------ 掲載本文 ------
ROIとは?マーケティングでのROI(費用対効果)の考え方
目次
マーケティング活動に携わっていると、ROIという言葉をよく耳にすると思います。ROIは投資額に対して、どれだけの利益が生まれたのかを表す指標です。
ROIと類似した指標にROASがあるため、マーケティング初心者は混同しやすいでしょう。
この記事ではROIの基礎知識をはじめ、ROIの最適化を図る方法を解説します。
「そもそもROIとは?」と思っている方はもちろん、「ROIを算出したものの、改善方法が分からない」と悩んでいる方も、ぜひ参考にしてください。
ROI(費用対効果)とは?
ROIは「Return on investment」の略で、「アールオーアイ」または「ロイ」と読みます。
------ 提供資料 ------
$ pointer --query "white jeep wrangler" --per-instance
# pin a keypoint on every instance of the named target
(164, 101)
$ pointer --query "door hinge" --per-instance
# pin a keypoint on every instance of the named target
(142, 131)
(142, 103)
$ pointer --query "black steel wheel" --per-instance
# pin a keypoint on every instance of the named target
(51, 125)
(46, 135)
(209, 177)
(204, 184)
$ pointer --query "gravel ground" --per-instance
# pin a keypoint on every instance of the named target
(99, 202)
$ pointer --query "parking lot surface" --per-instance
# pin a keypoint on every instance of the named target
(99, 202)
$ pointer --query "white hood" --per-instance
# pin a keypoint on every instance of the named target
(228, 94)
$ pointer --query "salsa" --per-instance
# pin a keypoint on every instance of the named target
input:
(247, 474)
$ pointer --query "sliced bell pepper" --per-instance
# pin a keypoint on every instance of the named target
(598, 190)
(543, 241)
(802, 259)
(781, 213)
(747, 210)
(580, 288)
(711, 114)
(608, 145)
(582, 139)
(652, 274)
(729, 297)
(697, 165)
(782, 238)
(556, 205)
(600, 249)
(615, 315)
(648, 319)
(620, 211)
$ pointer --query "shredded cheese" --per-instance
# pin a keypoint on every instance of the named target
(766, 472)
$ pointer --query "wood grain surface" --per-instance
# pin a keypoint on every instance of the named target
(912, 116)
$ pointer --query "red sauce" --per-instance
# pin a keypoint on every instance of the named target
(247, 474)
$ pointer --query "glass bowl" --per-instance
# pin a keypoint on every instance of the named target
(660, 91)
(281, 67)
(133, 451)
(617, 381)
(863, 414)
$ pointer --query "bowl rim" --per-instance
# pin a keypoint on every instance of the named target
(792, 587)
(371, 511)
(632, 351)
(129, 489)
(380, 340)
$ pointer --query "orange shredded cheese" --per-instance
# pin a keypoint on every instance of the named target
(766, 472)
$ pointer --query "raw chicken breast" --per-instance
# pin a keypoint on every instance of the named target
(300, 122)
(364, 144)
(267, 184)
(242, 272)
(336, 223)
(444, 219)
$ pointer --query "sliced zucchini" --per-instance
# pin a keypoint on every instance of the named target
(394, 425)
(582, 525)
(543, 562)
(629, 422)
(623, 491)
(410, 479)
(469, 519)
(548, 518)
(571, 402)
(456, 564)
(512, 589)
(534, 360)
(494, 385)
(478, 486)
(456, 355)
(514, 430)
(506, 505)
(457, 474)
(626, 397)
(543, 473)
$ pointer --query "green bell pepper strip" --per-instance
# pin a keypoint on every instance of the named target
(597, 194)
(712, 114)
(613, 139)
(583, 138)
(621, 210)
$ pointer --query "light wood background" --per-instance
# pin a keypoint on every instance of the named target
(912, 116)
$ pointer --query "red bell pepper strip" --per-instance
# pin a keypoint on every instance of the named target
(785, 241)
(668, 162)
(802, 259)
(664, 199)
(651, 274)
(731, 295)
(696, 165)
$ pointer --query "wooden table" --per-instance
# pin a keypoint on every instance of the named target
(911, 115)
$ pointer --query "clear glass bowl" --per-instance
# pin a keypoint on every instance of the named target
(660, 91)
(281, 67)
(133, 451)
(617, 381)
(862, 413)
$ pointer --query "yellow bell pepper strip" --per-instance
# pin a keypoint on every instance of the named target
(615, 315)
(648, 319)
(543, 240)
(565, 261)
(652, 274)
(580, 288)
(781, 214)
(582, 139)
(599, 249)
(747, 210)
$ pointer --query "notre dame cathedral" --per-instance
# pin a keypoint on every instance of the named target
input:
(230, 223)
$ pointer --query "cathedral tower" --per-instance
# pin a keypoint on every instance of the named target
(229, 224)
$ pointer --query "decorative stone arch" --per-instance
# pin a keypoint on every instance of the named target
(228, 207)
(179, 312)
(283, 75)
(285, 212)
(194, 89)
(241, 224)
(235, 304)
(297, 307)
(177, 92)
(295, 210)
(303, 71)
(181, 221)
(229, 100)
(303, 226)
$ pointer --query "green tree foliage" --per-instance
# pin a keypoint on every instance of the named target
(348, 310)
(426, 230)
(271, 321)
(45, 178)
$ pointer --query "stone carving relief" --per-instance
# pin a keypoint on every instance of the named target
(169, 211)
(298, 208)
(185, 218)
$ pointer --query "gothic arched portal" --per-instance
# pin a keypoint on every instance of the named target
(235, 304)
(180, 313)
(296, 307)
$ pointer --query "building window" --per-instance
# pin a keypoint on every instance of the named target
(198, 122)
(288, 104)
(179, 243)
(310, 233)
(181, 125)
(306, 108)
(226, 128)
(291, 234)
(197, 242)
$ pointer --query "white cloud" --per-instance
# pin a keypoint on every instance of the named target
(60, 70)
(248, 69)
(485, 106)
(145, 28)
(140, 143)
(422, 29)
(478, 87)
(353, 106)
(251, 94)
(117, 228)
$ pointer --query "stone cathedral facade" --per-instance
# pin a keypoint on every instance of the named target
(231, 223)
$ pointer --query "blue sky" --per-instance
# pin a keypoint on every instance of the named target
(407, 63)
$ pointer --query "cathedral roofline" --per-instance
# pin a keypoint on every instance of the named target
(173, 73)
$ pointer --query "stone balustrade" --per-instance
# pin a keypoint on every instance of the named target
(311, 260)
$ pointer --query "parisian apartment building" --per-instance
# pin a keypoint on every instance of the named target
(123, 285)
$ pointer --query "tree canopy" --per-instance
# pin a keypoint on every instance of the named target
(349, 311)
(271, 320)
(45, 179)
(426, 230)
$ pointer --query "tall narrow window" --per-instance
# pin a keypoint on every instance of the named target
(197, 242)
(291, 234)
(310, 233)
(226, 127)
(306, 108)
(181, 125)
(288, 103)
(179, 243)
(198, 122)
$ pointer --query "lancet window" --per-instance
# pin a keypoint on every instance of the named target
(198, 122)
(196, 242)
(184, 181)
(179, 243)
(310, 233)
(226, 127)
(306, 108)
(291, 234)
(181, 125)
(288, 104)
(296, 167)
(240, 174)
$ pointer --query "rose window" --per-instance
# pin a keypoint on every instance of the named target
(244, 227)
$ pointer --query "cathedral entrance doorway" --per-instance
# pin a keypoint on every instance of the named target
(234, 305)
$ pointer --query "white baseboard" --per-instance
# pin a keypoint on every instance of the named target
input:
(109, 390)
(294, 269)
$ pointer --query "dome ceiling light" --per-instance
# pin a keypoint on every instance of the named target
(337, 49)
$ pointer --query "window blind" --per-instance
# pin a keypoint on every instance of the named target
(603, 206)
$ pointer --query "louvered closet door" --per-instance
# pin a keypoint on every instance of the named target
------
> 対応事項:
#1 ROIを扱った掲載本文から、かぎかっこ「」で囲まれた語句を出現順にすべて抜き出してください。
#2 ROIに関する掲載本文の一文「ROIは投資額に対して、どれだけの利益が生まれたのかを表す指標です。」を英語に訳してください。
#3 ROIを解説した掲載本文を、末尾の文の直後から書き継いでください。

> 回答一覧:
#1
1. 「そもそもROIとは?」
2. 「ROIを算出したものの、改善方法が分からない」
3. 「Return on investment」
4. 「アールオーアイ」
5. 「ロイ」

#2 ROI is a metric that indicates how much profit was generated relative to the amount invested.

#3
ROIは「投資したお金に対して、どのくらいの利益を得られたか」を算出する際に使われる指標です。「費用対効果」・「投資利益率」・「投下資本利益率」とも呼びます。
これまでROIは、商品の製造や販売にかかった費用をもとに算出するのが基本でしたが、近年ではマーケティング分野でも用いられるようになりました。
マーケティングで使われるROIを「マーケティングROI」といい、「マーケティングにかかった投資額に対して、どのくらいの利益が得られたか」を算出できます。
マーケティングの投資額とは、広告メールの配信やセミナー開催にかかった費用のことです。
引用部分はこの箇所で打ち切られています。